Cayetano reduces 20-year sentence for caregiver

By Mike Gordon
Advertiser Staff Writer

In one of his last acts as governor, Ben Cayetano reduced a 20-year prison sentence to four years for a Waipahu care home operator who was convicted of manslaughter when one of her residents died of neglect.

Cayetano's decision Monday to commute the sentence of Raquel Bermisa means the Hawai'i Paroling Authority must now decide whether to impose a new minimum sentence, order her to serve the full four years or release her.

"I think she has been punished and justice has been done," Cayetano said yesterday.

Bermisa was convicted in the August 1999 death of Chiyeko Tanouye, a 79-year-old resident of her care home. At the time, she was believed to be the first care-home operator in the country convicted of manslaughter for neglecting a client. Tanouye died of septicemia, an infection brought on by advanced decubitus ulcers, commonly known as bed sores.

Bermisa had ignored a doctor's instructions that summer to bring Tanouye in for treatment. Several weeks later, Bermisa finally brought the retired Diamond Bakery clerk to a hospital emergency room, unconscious.

Tanouye died the next day in excruciating pain.

When Bermisa was convicted, prosecutors hailed the verdict and said it would serve as a warning to care home operators that neglecting residents would not be tolerated.

But Cayetano yesterday said the 20-year sentence, which came with a mandatory minimum of six years, eight months, was "too harsh."

"If the point was to drive home a message to all the others in this business, I think that was done," Cayetano said. "She has been in prison now for nearly two years. And she is not a danger to the community."

Cayetano said members of the community, as well as several state legislators, had urged him to reconsider her sentence.

"This was a case of negligence," Cayetano said. "It was not like she went out and murdered somebody. This has been a tremendous lesson to her."

It was the only commutation of a prison sentence in his eight years as governor, Cayetano said.

Deputy Attorney General Michael Parrish, who prosecuted the case, said he was unhappy with the sentence change. He said the attorney general's office was notified about 8:45 a.m. Monday and had only an hour to offer any kind of argument against commuting the sentence.

"We objected strenuously," Parrish said. "I explained what the case was about and told them that our reasons for our objections were that she never unconditionally apologized for what she did."

YOUR GOAL: Carry on the news story about Governor Cayetano commuting the care home operator's sentence, starting after its last sentence.

ENTRIES SHOWN:
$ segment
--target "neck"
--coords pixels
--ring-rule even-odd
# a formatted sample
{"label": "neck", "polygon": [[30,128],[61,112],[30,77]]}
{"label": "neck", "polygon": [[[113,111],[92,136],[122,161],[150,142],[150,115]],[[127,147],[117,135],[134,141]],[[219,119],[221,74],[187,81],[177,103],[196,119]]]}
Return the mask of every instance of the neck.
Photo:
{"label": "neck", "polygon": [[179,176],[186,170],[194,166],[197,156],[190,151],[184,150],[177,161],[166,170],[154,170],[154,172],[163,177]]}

* * *

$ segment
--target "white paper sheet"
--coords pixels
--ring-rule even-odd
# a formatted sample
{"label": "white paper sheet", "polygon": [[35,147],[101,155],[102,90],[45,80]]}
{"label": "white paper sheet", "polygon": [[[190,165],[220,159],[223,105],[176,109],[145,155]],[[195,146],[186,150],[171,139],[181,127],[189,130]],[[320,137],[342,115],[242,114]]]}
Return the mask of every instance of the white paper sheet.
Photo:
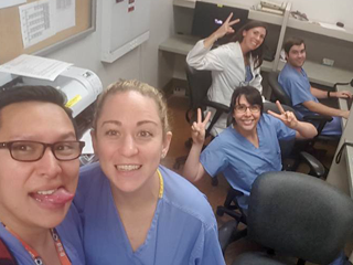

RESULT OF THIS EXERCISE:
Parrish said the reduced sentence sends a bad message to the community.

"We are supposed to give extra protection to our elders," he said. "They need our help, and this is a perfect example of someone who took advantage of someone and did great harm to a member of our elder population."

Tommy Johnson, paroles and pardons administrator for the Hawai'i Paroling Authority, said a hearing would be held no later than March to decide how much more time Bermisa must serve. He said Bermisa would have finished serving her sentence in 2021 but would have been eligible for parole in 2007.

Cayetano said he was partly influenced by the way the Bermisa case was handled by her attorneys.

Bermisa originally pleaded guilty to manslaughter in March 2000 — which carried a maximum 20-year sentence — in return for a prosecution promise that the state would seek no more than a year in jail. She withdrew her plea four months later and went to trial after changing attorneys and being told that a medical expert would testify she was not responsible for Tanouye's death. Bermisa was convicted in October 2000.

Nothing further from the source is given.